PROBLEMS TO WORK ON
[a] Using the River Wild review, explain in one to three sentences why the reviewer finds the rafting scenes on the rapids all the more impressive.
[b] Rewrite the part of the River Wild review that opens with the words "River Wild has" and closes with "a terrifying ordeal.", swapping "first-class" for "top-notch".

---- STUDY TEXT

River Wild (2023) (Blu-ray Review)
Director
Ben KetaiRelease Date(s)
2023 (August 1, 2023)Studio(s)
Universal 1440 Entertainment (Universal Pictures Home Entertainment)- Film/Program Grade: B
- Video Grade: A
- Audio Grade: A
- Extras Grade: F
Review
River Wild (not to be confused with 1994’s The River Wild) starts as a pleasurable weekend rafting trip but turns into an exercise in survival. A taut thriller that reveals the complexities of relationships during a journey along placid streams and down churning rapids pits five individuals against both man and nature.
Gray (Taran Killam) runs whitewater rafting tours down Idaho’s Salmon River. His sister, Joey (Leighton Meester), a city doctor, joins him on an excursion with paying customers Karissa (Olivia Swann) and Van (Eve Connolly). Also on the trip is Trevor (Adam Brody), Gray’s best friend since childhood, an experienced rafter whom Gray hired as his assistant following Trevor’s stint in prison. Trevor had planned to be on vacation but changed his mind and went along to help his friend. Joey seems uncomfortable with Trevor’s unexpected presence but doesn’t voice objections that will ruin the planned outing.
As they set out, all seems fine on the surface, but a sense of unease prevails as Joey, Gray, and Trevor exchange glances that suggest an uncomfortable history. The two customers are oblivious to all of this and eager to enjoy the exciting rafting experience. When they make camp the first night, Van suffers a bad head injury and begins to have seizures. Joey knows Van will die unless they to get her to a hospital as quickly as possible. They must get to a ranger station and call for help. The quickest way to the nearest station is along the river, necessitating a rigorous trip over punishing rapids. Time is of the essence.
Director/co-writer Ben Ketai has crafted an exciting saga of men and women in a remote area facing danger not only from nature but also from within their group. Tensions escalate as one bad situation leads to another, with lives in danger. The beautiful, pristine setting contrasts with dark goings-on as the attempt to get help backfires and worsens an already grave predicament.
Ketai is very good at heightening suspense with the unpredictability of the characters and a location that can be eerie thanks to its quiet, thick forests along the river. The screenplay doles out information about the three main characters gradually as the trip proceeds. For the most part, these revelations come as a surprise as suspicions arise, relationships become more complicated, and motivations shift from shady to sinister.
The photography of the raft navigating the rapids is exhilarating. These scenes were shot at locations in Hungary, Slovakia, and Bosnia, without benefit of CGI, making them all the more impressive. You can practically feel your stomach churn as the raft undergoes its roller-coaster passage, bouncing its passengers as they attempt to steady the craft, avoid rocks, and stay on board as they plunge down steep falls. The visuals on the river are stunning.
River Wild has a simple plot, and variations of it have been seen before in other pictures, but it is a first-class thriller. Meester, Killam and Brody are all excellent, with Brody exuding an enigmatic menace as Trevor, Killam’s Gray trying to be the voice of experience and reason, and Meester’s Joey tense but keeping calm as she uses her medical skills and intuition to help others and survive a terrifying ordeal.

--------
---- RAW DATA

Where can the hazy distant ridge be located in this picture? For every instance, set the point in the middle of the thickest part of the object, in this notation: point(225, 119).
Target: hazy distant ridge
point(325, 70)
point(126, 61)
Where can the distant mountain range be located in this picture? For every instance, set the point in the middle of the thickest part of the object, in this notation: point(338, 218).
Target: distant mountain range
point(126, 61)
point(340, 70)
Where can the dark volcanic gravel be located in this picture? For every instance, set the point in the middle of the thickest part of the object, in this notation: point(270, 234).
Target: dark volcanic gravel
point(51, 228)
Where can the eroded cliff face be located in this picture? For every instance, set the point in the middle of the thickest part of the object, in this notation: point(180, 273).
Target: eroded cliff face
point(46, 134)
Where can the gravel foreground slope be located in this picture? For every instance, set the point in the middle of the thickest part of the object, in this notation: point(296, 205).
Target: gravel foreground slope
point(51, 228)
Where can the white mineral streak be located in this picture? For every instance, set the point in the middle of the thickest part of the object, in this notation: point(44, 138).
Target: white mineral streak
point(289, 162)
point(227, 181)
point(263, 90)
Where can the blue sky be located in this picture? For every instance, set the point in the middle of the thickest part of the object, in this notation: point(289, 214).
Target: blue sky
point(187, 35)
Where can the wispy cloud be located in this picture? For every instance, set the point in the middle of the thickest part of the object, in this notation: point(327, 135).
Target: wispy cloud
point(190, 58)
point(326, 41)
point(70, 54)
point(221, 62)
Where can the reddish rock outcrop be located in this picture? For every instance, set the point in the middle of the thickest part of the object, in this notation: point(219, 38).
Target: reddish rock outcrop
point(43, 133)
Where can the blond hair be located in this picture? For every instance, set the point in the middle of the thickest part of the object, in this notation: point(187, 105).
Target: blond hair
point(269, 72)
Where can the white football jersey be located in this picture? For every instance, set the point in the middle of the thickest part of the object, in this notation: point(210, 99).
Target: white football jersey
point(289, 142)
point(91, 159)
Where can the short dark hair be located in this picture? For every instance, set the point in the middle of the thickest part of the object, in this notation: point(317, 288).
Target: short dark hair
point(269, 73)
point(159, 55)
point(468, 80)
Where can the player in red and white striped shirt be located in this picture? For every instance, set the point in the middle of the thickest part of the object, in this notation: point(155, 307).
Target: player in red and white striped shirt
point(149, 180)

--------

TASK-BY-TASK SOLUTIONS
[a] The scenes were shot on location in Hungary, Slovakia, and Bosnia without the benefit of CGI. That is what makes them all the more impressive to the reviewer.

[b]
River Wild has a simple plot, and variations of it have been seen before in other pictures, but it is a top-notch thriller. Meester, Killam and Brody are all excellent, with Brody exuding an enigmatic menace as Trevor, Killam’s Gray trying to be the voice of experience and reason, and Meester’s Joey tense but keeping calm as she uses her medical skills and intuition to help others and survive a terrifying ordeal.